Records from a point labeling set
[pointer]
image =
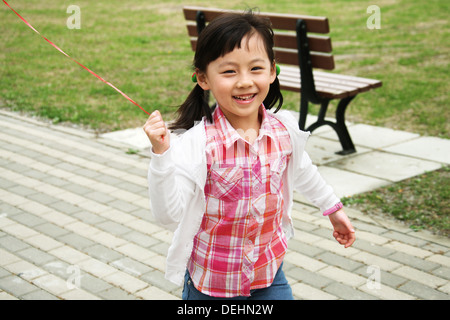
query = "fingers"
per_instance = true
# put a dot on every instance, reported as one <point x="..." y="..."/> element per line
<point x="156" y="130"/>
<point x="345" y="239"/>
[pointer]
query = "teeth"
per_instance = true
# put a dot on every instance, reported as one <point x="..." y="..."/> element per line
<point x="244" y="97"/>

Challenge =>
Copy the listing above line for line without any changes, leaving out the pictures.

Written solution =>
[pointer]
image =
query = "fingers"
per_instance = true
# put a dot on every instance, reported as one <point x="..." y="..."/> element per line
<point x="156" y="130"/>
<point x="345" y="239"/>
[pointer]
query = "teeth"
per_instance = true
# put a dot on every instance, reported as one <point x="..." y="..."/> element per line
<point x="244" y="97"/>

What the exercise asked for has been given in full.